◆ Отрывок текста:

Слово о полку Игореве

Карамзин Николай Михайлович (1766 – 1826)

«Вас удивит, быть может, что два года тому назад в наших архивах открыли отрывок поэмы, сочиненной неизвестным автором XII столетия, под названием «Песнь Игоревых воинов», – который может сравниться с самыми прекрасными местами поэм Оссиана. Слог, исполненный энергии, чувства величайшего героизма, поражающие образы, почерпнутые из ужасов природы, составляют достоинство этого отрывка…» – так писал в октябрьской книжке за 1797 г. гамбургского журнала “Spectateur du Nord” Н. М. Карамзин.

В 1771 г. царское правительство издало указ, по которому Святейшему Синоду разрешалось собрать из монастырских архивов все рукописи, представляющие интерес для русской истории.

Карамзин Николай Михайлович (1766 – 1826)

Обер-прокурор Синода граф А. И. Мусин-Пушкин, историк и знаток русской старины, обычно сам просматривал новые поступления. Одной из книг, присланной архимандритом Иоилем Быковским из Ярославля, оказался сборник 323, в состав которого входили редкие на Руси произведения: «Сказание об Индии богатой», «Сказание о премудром Акире», «Девгениево деяние» и др. Среди церковной схоластики все эти произведения, наполненные фантастикой, богатырством, романтической нежностью, звучали резким диссонансом. Духовенство налагало суровые запреты на подобные сочинения, их редко переписывали и охотно предавали забвению.

В этом же сборнике находился единственный список «Слова о полку Игореве». Произведение заинтересовало А. И. Мусина-Пушкина, он забрал рукопись себе и стал ее, изучать вместе со специалистами, имевшими опыт палеографической работы, — директором Московского архива Коллегии иностранных дел историком Н. Н. Бантыш-Каменским и его помощником А. Ф. Малиновским.

Русская филология в конце XVIII – начале XIХ столетий еще только открывала для себя древнюю русскую литературу, которая значительно отличается от «новой». Палеография – наука о письме и внешнем виде древних рукописей – делала в России первые шаги. И рукописный характер произведения (индивидуальные  особенности писца, непривычный алфавит и приемы письма), и особенности строя древнего языка, и необычные, давно забытые реалии – все это создавало большие затруднения при работе над рукописью «Слова». Вот почему исследователи подготовили текст к публикации только к началу нового века.

Издатели постарались тщательно изучить рукопись, объяснить «темные» места, дать возможные исторические справки, максимально точно перевести текст на современный русский, язык. Для отдельного издания были подготовлены предисловие с краткой характеристикой эпохи и обстоятельств похода князя Игоря, русский перевод с историческими, географическими и лингвистическими комментариями и генеалогическая таблица русских князей, упомянутых в «Слове».

◆ Данные:
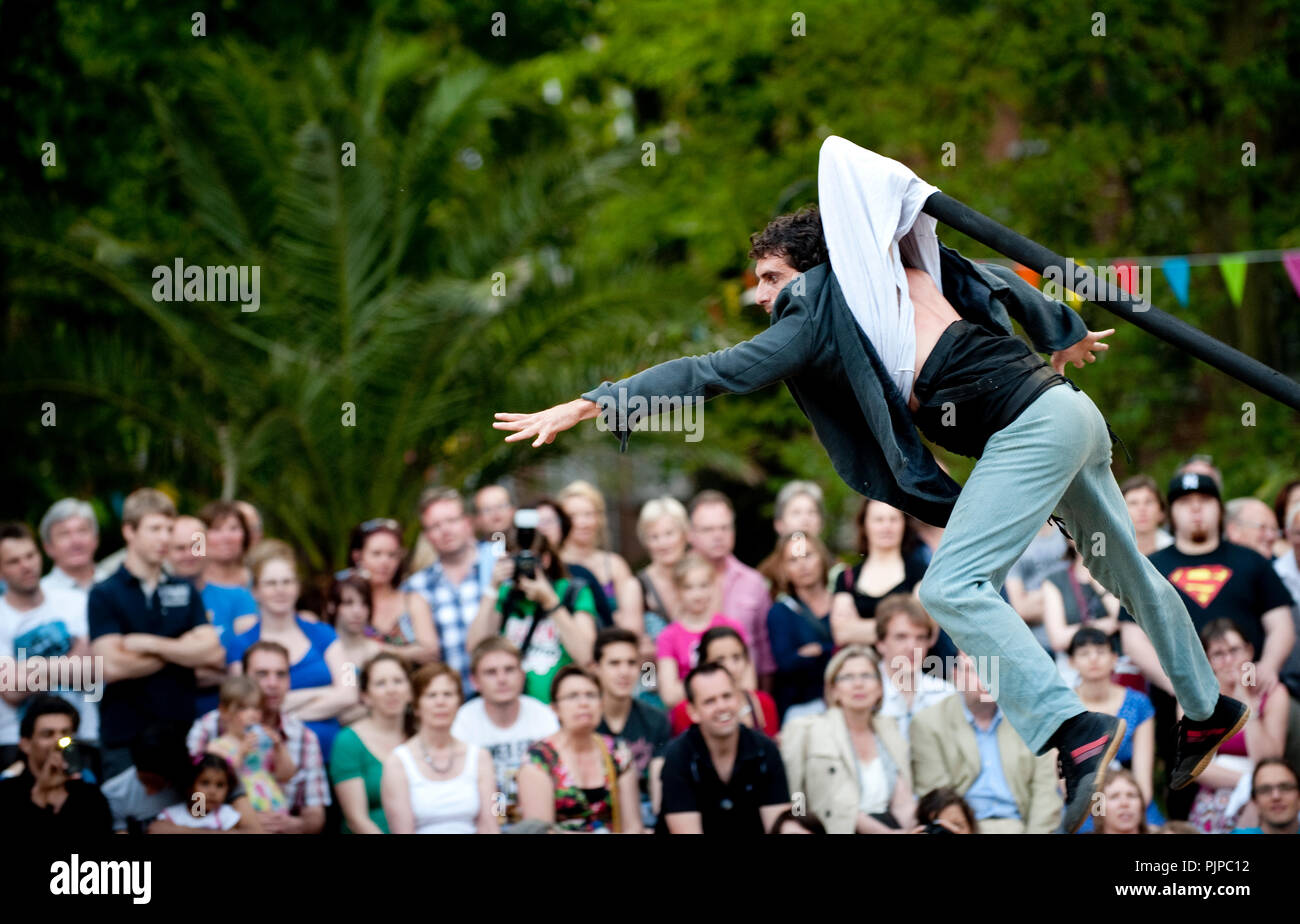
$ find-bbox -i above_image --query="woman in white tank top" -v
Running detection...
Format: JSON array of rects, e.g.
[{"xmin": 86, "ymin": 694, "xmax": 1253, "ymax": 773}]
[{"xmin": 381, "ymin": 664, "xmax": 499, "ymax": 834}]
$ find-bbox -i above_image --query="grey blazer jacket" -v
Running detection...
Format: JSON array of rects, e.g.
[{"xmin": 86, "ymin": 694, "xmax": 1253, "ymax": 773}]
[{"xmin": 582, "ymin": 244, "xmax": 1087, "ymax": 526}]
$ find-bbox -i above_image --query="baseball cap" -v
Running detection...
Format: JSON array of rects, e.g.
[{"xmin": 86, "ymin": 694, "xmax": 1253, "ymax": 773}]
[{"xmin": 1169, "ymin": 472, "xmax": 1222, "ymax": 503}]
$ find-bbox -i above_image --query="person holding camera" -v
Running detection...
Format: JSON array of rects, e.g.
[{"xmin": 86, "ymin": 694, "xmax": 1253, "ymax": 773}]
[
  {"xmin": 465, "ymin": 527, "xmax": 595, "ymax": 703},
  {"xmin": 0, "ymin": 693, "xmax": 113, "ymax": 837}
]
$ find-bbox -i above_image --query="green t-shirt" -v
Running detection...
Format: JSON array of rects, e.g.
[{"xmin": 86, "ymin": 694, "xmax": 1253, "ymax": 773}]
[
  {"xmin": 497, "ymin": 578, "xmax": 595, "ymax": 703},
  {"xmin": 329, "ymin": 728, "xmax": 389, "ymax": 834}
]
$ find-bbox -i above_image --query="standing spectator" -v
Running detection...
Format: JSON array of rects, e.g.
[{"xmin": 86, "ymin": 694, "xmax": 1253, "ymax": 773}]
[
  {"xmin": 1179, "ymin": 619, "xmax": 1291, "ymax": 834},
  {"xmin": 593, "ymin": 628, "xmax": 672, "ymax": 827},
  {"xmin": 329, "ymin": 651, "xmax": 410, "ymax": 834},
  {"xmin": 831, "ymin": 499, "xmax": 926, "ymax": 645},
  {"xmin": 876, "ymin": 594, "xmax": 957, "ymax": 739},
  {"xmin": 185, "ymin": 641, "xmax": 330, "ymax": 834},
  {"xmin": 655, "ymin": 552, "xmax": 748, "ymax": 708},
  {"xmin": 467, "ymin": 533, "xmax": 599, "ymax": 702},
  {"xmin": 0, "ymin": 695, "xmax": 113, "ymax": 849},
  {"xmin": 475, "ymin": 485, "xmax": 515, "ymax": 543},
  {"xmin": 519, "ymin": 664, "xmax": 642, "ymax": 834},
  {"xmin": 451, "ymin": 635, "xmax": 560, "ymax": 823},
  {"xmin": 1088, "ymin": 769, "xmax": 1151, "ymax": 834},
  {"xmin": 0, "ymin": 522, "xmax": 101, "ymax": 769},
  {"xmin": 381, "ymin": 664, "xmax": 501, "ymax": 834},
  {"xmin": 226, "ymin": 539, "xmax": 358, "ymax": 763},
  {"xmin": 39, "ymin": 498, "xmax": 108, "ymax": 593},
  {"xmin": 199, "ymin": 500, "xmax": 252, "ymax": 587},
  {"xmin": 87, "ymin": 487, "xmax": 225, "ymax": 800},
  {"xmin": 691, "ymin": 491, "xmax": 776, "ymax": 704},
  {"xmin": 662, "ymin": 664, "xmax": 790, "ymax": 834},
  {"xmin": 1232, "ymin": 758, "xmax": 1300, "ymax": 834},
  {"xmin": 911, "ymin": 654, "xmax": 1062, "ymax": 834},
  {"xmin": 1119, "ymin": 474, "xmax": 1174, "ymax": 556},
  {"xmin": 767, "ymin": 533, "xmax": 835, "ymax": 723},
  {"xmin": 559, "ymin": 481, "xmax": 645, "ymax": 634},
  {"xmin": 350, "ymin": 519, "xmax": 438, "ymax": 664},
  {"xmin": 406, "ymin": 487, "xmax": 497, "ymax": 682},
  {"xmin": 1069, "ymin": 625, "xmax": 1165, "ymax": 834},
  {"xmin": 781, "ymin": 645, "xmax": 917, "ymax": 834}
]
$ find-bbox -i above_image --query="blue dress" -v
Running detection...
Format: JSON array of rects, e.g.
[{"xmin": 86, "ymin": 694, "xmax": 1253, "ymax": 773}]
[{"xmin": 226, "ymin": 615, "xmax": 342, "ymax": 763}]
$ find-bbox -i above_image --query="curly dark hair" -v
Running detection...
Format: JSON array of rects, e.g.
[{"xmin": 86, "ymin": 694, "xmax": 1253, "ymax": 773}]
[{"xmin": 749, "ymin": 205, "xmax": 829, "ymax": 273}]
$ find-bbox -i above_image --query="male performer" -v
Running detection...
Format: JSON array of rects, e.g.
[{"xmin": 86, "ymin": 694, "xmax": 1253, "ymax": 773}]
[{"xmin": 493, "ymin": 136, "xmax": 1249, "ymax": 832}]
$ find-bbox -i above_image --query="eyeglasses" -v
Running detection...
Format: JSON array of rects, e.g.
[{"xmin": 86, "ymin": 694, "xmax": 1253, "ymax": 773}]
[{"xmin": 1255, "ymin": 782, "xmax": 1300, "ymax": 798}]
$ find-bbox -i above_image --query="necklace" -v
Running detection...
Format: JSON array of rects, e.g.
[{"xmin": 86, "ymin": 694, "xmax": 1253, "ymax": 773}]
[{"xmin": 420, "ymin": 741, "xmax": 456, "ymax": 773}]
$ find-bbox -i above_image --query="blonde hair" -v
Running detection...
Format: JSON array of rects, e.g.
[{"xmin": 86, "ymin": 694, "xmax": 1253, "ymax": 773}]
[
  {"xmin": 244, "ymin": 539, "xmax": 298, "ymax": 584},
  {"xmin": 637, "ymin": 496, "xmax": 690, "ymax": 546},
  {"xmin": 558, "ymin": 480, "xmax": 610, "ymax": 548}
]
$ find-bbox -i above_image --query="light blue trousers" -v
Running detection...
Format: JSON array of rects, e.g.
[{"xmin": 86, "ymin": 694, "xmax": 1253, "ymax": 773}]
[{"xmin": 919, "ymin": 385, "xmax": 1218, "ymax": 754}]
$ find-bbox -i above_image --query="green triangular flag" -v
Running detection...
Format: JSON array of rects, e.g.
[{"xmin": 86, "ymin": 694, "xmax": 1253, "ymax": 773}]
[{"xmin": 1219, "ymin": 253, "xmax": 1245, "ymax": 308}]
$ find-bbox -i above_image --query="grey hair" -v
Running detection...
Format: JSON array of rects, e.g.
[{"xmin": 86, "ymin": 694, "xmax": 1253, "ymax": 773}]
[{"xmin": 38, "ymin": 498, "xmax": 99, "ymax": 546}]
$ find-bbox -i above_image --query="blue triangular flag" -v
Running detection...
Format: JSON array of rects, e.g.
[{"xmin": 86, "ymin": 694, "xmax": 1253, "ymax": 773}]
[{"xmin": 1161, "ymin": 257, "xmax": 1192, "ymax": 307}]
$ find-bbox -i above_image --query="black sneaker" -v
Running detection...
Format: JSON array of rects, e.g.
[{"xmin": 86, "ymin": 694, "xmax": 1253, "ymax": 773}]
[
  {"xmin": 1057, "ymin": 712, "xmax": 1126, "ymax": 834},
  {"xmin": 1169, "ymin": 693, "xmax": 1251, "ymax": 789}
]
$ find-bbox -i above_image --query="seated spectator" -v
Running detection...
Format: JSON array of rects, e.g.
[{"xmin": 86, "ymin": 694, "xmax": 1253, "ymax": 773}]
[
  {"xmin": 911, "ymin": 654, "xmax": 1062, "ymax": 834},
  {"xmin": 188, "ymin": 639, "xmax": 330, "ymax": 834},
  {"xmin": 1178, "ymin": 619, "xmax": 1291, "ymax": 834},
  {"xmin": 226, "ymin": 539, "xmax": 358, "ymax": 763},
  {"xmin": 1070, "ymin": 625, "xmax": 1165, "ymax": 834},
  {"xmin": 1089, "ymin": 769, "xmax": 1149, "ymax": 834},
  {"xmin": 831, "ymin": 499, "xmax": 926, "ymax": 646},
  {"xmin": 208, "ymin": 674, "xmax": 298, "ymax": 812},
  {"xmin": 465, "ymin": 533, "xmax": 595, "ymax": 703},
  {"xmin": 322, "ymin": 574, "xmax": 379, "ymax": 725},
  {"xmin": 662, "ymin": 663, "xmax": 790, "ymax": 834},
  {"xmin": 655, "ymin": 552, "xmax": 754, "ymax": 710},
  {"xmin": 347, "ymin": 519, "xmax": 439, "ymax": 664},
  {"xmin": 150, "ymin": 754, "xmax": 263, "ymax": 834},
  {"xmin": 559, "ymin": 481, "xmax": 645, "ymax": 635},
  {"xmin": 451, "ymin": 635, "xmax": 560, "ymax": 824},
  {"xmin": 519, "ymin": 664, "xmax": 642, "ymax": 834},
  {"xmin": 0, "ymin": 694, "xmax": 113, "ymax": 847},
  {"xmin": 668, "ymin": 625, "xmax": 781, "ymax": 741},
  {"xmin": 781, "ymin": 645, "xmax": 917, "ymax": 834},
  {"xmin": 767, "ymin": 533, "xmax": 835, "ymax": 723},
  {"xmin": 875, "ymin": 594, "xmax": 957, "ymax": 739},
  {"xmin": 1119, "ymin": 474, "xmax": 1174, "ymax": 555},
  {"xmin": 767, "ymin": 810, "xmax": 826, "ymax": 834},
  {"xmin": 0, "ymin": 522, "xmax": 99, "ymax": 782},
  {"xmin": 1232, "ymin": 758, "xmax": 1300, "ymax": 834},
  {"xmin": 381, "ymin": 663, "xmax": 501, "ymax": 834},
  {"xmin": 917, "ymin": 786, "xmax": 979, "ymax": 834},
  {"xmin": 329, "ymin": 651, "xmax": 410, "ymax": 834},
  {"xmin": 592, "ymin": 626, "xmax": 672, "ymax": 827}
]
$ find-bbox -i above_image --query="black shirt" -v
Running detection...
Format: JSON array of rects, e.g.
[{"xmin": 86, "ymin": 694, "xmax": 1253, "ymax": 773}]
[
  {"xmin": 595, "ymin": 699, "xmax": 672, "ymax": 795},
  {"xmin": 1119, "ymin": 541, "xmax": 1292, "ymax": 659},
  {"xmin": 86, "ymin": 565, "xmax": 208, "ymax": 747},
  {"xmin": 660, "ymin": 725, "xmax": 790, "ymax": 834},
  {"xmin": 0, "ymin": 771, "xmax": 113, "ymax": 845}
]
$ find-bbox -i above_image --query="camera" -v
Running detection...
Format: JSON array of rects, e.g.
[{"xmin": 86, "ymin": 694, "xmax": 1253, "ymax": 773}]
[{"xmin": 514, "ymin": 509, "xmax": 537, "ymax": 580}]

◆ Задания:
[a] Ответьте по отрывку на следующие вопросы, помечая ответы так же, как вопросы.
(i) В каком году вышел указ, разрешавший Святейшему Синоду собирать рукописи из монастырских архивов?
(ii) Кто прислал из Ярославля сборник, в котором находился единственный список «Слова о полку Игореве»?
(iii) В каком журнале Карамзин написал о поэме в октябре 1797 года?
[b] Повторите без изменений всё, что стоит в отрывке от слов «Слово о полку» вниз до слов «для русской истории.» включительно.

◆ Ответы:
[a]
(i) В 1771 году.
(ii) Архимандрит Иоиль Быковский.
(iii) В гамбургском журнале “Spectateur du Nord”.

[b]
Слово о полку Игореве

Карамзин Николай Михайлович (1766 – 1826)

«Вас удивит, быть может, что два года тому назад в наших архивах открыли отрывок поэмы, сочиненной неизвестным автором XII столетия, под названием «Песнь Игоревых воинов», – который может сравниться с самыми прекрасными местами поэм Оссиана. Слог, исполненный энергии, чувства величайшего героизма, поражающие образы, почерпнутые из ужасов природы, составляют достоинство этого отрывка…» – так писал в октябрьской книжке за 1797 г. гамбургского журнала “Spectateur du Nord” Н. М. Карамзин.

В 1771 г. царское правительство издало указ, по которому Святейшему Синоду разрешалось собрать из монастырских архивов все рукописи, представляющие интерес для русской истории.